(SUPPLIED RECORDS)
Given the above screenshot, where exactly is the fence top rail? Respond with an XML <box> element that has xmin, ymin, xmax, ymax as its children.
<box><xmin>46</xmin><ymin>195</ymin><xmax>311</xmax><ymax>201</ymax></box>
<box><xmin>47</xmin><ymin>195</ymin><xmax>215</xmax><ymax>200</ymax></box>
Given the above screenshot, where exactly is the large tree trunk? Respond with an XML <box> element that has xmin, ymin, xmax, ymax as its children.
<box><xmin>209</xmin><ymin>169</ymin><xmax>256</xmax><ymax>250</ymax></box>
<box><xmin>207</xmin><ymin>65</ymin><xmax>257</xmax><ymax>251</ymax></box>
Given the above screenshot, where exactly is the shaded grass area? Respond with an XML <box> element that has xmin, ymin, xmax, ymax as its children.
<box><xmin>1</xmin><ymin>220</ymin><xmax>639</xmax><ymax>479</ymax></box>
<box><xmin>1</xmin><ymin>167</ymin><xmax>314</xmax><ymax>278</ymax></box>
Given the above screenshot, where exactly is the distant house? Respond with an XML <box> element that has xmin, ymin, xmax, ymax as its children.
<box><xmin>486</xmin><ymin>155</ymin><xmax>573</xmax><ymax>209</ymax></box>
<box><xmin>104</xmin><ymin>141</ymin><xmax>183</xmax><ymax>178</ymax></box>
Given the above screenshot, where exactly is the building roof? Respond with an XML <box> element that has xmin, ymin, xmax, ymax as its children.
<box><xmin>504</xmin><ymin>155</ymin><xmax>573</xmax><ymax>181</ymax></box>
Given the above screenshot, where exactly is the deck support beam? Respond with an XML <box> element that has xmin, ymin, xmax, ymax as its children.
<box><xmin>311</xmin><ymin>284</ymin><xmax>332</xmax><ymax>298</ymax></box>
(End SUPPLIED RECORDS)
WHAT NEEDS TO BE DONE: The whole listing above needs to be written out exactly.

ANSWER BOX:
Given the above screenshot, where exactly is the fence top rail? Respond with an XML <box> element that has xmin, ymin, xmax, ymax as its children.
<box><xmin>46</xmin><ymin>195</ymin><xmax>311</xmax><ymax>201</ymax></box>
<box><xmin>47</xmin><ymin>195</ymin><xmax>215</xmax><ymax>200</ymax></box>
Given the above screenshot, where exactly is the large tree trunk? Respond with an XML <box> element that has xmin, ymin, xmax, ymax as its children.
<box><xmin>209</xmin><ymin>169</ymin><xmax>256</xmax><ymax>250</ymax></box>
<box><xmin>207</xmin><ymin>65</ymin><xmax>257</xmax><ymax>251</ymax></box>
Given the above screenshot, where exactly is the shaded grass area? Respond with an XML <box> element that has xmin, ymin, xmax, ymax as its children.
<box><xmin>1</xmin><ymin>220</ymin><xmax>639</xmax><ymax>479</ymax></box>
<box><xmin>1</xmin><ymin>167</ymin><xmax>314</xmax><ymax>278</ymax></box>
Given the above screenshot, where exactly is the distant house? Respond with an XML <box> element that has xmin, ymin, xmax, ymax as its children.
<box><xmin>486</xmin><ymin>155</ymin><xmax>573</xmax><ymax>209</ymax></box>
<box><xmin>104</xmin><ymin>141</ymin><xmax>183</xmax><ymax>178</ymax></box>
Given the above screenshot, where exactly is the building roof? Respond with an XML <box> element that has xmin, ymin, xmax, ymax as its children.
<box><xmin>504</xmin><ymin>155</ymin><xmax>573</xmax><ymax>181</ymax></box>
Given the above screenshot, where exactly is the deck support beam? Respond with an XML <box> element that has xmin, ymin, xmax, ymax as its children.
<box><xmin>311</xmin><ymin>284</ymin><xmax>332</xmax><ymax>298</ymax></box>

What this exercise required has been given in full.